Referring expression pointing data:
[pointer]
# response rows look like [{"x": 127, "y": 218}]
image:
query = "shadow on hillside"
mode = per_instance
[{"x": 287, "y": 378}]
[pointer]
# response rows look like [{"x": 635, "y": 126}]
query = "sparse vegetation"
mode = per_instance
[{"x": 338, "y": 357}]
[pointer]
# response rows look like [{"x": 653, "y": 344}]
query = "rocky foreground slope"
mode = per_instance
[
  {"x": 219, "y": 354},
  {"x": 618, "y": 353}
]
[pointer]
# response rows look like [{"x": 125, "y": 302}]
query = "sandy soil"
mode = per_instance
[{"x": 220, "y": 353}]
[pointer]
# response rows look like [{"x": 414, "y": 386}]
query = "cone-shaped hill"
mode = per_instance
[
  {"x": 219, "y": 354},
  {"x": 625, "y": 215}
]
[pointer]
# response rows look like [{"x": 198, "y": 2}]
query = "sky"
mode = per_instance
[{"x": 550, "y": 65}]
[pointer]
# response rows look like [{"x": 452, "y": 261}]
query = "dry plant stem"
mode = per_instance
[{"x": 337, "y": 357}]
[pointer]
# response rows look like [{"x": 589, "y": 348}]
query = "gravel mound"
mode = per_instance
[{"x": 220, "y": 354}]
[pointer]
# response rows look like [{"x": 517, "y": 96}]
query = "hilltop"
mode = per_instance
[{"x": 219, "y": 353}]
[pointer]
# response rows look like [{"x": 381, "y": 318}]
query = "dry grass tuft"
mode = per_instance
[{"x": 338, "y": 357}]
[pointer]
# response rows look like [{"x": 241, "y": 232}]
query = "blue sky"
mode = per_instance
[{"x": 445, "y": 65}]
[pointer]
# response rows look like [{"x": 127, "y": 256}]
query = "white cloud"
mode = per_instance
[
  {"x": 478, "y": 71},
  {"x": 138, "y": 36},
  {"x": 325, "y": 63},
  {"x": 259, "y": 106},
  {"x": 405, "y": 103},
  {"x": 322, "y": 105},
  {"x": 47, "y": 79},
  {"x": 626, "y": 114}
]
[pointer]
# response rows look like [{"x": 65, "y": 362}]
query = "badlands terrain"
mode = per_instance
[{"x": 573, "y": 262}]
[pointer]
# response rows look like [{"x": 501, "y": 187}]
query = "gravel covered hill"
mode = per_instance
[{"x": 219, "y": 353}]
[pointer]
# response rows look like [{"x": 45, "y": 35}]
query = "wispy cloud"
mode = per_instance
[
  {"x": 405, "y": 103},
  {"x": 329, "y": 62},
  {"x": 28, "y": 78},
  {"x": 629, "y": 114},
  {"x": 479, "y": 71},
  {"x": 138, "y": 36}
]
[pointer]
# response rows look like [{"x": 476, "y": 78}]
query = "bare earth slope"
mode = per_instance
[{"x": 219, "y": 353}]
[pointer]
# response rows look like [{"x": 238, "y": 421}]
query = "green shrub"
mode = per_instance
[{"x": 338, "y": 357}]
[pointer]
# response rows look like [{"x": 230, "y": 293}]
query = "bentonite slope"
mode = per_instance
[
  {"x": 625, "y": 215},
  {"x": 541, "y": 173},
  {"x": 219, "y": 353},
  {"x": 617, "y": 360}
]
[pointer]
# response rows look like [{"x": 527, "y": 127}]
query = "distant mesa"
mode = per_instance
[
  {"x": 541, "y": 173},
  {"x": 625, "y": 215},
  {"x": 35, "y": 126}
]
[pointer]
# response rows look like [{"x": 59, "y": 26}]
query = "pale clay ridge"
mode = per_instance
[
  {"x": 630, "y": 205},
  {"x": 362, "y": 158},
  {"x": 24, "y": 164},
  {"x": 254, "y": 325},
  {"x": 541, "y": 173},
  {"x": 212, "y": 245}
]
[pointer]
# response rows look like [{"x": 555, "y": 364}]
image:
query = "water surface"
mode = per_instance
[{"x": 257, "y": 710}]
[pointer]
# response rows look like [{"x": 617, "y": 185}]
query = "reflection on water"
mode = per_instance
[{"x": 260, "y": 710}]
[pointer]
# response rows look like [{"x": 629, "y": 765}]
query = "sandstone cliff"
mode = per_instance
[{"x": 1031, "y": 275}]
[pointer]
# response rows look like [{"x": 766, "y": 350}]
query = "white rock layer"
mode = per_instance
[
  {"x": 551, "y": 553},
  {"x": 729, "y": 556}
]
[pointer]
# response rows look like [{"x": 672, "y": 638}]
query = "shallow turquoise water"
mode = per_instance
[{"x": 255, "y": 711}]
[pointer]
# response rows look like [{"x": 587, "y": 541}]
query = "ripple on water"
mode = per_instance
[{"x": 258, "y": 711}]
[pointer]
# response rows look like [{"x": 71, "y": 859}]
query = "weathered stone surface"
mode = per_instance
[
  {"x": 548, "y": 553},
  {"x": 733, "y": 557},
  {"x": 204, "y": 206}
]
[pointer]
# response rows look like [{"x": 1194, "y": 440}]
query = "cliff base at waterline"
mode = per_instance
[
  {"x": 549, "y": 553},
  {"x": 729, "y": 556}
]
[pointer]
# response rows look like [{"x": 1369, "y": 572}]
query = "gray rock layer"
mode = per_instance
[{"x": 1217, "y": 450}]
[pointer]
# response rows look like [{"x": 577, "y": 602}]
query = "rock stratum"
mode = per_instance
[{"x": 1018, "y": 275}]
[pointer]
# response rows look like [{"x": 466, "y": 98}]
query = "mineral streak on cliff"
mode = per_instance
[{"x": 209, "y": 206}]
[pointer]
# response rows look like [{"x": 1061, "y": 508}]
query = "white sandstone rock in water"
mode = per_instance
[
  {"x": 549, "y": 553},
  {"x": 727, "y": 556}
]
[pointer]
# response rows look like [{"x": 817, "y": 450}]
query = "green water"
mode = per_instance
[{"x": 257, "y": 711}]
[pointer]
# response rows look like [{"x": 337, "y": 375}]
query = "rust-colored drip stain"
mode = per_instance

> **Try it**: Could you work out how many lines of the data above contain the word "white"? Give only the number.

> **Answer area**: 3